> **Tarefa proposta 1**:
Atualize o trecho do texto sobre a Xuxa entre "Gaúcha de Santa" e "título da atração.", inclusive, trocando "Rede Manchete" por "TV Manchete".
> **Tarefa proposta 2**:
No texto sobre a Xuxa, reescreva em forma de lista o parágrafo que começa com "Gaúcha de Santa Rosa", mantendo seus fatos principais.

> **Texto para leitura**:
══════════════════════════════

ACORDARAM A XUXA

A bela andava adormecida. Ou ao menos estava sonolenta, longe dos holofotes que mais dão destaque: aqueles da Rede Globo de Televisão. Nos últimos dias, no entanto, ao retornar para sua antiga casa, virou verdadeiro arroz de festa (*). Esteve presente em diversos programas, seja como entrevistada, convidada ou atração. Circulou pelo Domingão com Hulk; no Mais Você, da Ana Maria Braga; no Altas Horas, de Serginho Groisman; no Que História é Essa, Porchat?; no Fantástico e até mesmo no Papo de Segunda, atração do canal GNT. Deram um jeito inclusive de recuperar velhos vídeos com ela no Criança Esperança, onde também teve participação no deste ano. E uma apresentação junto com Angélica e Eliana, antigas “concorrentes”, foi chave de ouro. Se estivéssemos na época do Big Brother Brasil, que ocorre sempre no começo do ano, não duvidem que seria vista visitando a casa. Ela ganhou até mesmo um documentário, que recupera sua trajetória mostrando ser ela um dos cases mais bem sucedidos da história da TV brasileira. Falo de Maria da Graça Meneghel, a Xuxa.

Gaúcha de Santa Rosa, há quem diga que saiu da sua cidade natal em uma quinta-feira e começou a falar chiado no Rio de Janeiro na segunda seguinte. Maldades à parte, iniciou como modelo ainda aos 16 anos, em desfiles e fotos publicitárias. Sua primeira capa foi para a revista Carinho, da Bloch Editores. Em 1983 iniciou na televisão, no Clube da Criança, criado por Maurício Sherman na extinta Rede Manchete. Ficou por lá até 1986, quando se transferiu para a Globo, onde de fato explodiu em termos de popularidade e audiência. Foram vários os programas que então protagonizou: Xou da Xuxa, Xuxa Park, Planeta Xuxa e alguns outros. Seu nome sempre no título da atração.

══════════════════════════════

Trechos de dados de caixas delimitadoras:
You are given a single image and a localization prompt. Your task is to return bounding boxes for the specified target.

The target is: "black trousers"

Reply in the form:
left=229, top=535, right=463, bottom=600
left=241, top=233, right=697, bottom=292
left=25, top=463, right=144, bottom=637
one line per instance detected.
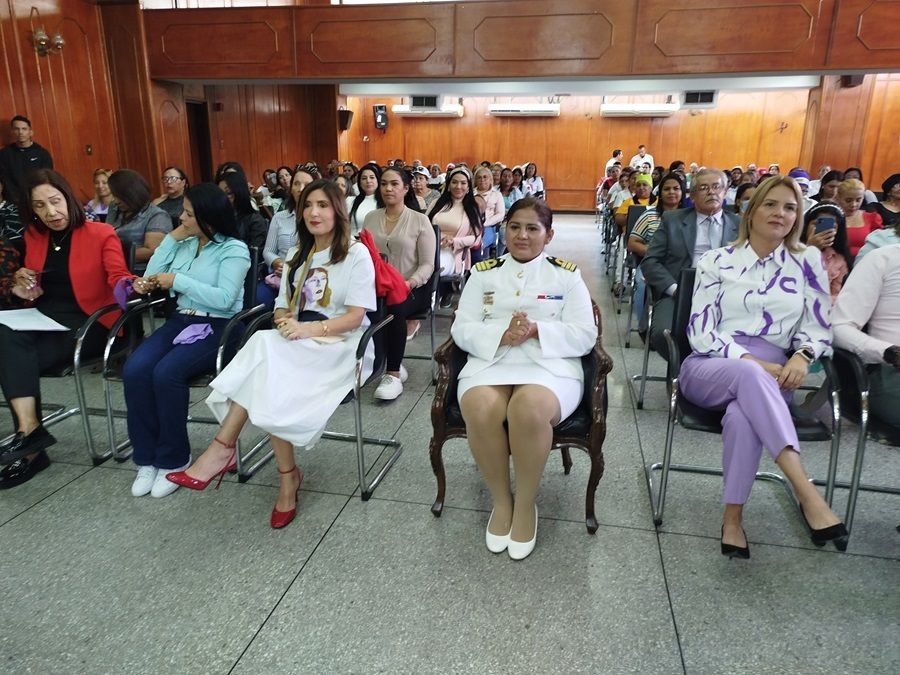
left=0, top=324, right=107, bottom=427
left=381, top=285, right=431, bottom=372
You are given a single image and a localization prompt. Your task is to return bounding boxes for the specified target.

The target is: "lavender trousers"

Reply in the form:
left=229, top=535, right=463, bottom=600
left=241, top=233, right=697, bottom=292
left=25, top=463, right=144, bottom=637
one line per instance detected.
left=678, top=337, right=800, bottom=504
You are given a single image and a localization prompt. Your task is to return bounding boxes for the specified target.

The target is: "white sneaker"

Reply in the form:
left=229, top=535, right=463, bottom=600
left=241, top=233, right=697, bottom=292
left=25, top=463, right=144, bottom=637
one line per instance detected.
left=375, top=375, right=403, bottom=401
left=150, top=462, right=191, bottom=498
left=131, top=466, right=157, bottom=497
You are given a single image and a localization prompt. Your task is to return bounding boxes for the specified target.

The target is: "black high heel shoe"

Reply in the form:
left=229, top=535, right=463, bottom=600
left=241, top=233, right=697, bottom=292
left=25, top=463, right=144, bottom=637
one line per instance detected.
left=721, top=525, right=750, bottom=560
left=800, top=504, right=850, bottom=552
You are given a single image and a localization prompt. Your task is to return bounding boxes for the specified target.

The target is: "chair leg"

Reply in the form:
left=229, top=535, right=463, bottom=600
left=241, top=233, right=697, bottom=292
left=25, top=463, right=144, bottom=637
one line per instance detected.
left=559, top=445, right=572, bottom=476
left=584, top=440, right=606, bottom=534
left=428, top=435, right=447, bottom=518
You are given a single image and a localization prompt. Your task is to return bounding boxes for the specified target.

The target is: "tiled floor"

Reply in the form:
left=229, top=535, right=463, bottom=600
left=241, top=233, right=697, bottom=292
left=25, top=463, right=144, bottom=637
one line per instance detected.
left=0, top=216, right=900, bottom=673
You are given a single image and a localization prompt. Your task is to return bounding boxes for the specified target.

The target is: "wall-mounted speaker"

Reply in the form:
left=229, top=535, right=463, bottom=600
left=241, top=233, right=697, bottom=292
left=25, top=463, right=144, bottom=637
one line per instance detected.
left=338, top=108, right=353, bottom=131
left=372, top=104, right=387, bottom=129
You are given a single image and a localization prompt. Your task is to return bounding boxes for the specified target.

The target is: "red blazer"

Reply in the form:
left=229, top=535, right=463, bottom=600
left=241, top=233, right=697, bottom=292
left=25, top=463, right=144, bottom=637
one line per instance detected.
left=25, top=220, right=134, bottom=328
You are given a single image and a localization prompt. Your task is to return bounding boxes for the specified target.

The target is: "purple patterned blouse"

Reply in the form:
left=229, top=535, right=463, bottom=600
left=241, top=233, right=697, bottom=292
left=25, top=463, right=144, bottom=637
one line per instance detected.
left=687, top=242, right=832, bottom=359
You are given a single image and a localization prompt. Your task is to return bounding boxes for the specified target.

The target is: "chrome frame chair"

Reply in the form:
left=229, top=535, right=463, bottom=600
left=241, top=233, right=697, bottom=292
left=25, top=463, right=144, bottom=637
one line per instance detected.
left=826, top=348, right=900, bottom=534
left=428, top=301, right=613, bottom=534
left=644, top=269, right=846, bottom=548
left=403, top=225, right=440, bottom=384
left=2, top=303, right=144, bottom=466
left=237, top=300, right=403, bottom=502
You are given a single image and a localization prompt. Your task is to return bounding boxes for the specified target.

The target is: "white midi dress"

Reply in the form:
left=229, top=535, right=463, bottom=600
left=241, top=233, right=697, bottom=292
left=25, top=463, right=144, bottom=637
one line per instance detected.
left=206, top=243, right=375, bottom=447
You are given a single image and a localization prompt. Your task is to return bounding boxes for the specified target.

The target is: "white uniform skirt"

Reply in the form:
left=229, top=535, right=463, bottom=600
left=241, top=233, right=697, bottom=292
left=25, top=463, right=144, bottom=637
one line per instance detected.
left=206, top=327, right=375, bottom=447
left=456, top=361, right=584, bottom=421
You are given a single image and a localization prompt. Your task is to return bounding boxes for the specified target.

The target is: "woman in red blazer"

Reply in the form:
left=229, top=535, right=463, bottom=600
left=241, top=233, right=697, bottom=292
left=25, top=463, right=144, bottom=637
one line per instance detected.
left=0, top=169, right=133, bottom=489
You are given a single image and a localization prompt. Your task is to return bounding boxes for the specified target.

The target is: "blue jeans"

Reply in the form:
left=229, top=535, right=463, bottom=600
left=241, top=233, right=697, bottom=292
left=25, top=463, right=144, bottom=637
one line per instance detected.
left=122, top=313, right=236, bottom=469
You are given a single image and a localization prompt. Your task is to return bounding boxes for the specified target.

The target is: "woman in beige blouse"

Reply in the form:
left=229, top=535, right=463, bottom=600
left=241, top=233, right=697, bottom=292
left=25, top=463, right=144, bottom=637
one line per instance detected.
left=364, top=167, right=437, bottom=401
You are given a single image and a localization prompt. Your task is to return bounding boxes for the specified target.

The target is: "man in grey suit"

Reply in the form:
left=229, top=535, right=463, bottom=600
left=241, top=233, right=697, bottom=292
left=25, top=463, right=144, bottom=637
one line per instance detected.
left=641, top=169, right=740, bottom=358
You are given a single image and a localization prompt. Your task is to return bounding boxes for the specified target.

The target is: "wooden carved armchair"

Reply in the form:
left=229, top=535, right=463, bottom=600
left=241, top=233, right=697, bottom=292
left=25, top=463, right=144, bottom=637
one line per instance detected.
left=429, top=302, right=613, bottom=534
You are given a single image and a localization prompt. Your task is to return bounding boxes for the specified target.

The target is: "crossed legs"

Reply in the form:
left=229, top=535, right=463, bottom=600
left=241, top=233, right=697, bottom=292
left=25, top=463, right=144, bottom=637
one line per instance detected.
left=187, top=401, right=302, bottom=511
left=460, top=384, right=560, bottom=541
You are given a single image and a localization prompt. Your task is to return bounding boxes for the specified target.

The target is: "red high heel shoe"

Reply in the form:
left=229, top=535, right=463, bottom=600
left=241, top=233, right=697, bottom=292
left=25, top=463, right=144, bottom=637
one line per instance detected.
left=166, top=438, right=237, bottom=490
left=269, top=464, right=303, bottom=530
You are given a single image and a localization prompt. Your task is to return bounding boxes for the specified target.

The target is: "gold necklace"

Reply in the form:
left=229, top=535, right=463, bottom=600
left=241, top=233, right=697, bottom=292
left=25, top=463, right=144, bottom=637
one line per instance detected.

══════════════════════════════

> **Resposta final 1**:
Gaúcha de Santa Rosa, há quem diga que saiu da sua cidade natal em uma quinta-feira e começou a falar chiado no Rio de Janeiro na segunda seguinte. Maldades à parte, iniciou como modelo ainda aos 16 anos, em desfiles e fotos publicitárias. Sua primeira capa foi para a revista Carinho, da Bloch Editores. Em 1983 iniciou na televisão, no Clube da Criança, criado por Maurício Sherman na extinta TV Manchete. Ficou por lá até 1986, quando se transferiu para a Globo, onde de fato explodiu em termos de popularidade e audiência. Foram vários os programas que então protagonizou: Xou da Xuxa, Xuxa Park, Planeta Xuxa e alguns outros. Seu nome sempre no título da atração.

> **Resposta final 2**:
- Gaúcha de Santa Rosa.
- Começou como modelo aos 16 anos, em desfiles e fotos publicitárias.
- Sua primeira capa foi para a revista Carinho, da Bloch Editores.
- Estreou na televisão em 1983, no Clube da Criança, criado por Maurício Sherman na extinta Rede Manchete, onde ficou até 1986.
- Em 1986 transferiu-se para a Globo, onde explodiu em popularidade e audiência.
- Protagonizou vários programas, como Xou da Xuxa, Xuxa Park e Planeta Xuxa, sempre com seu nome no título.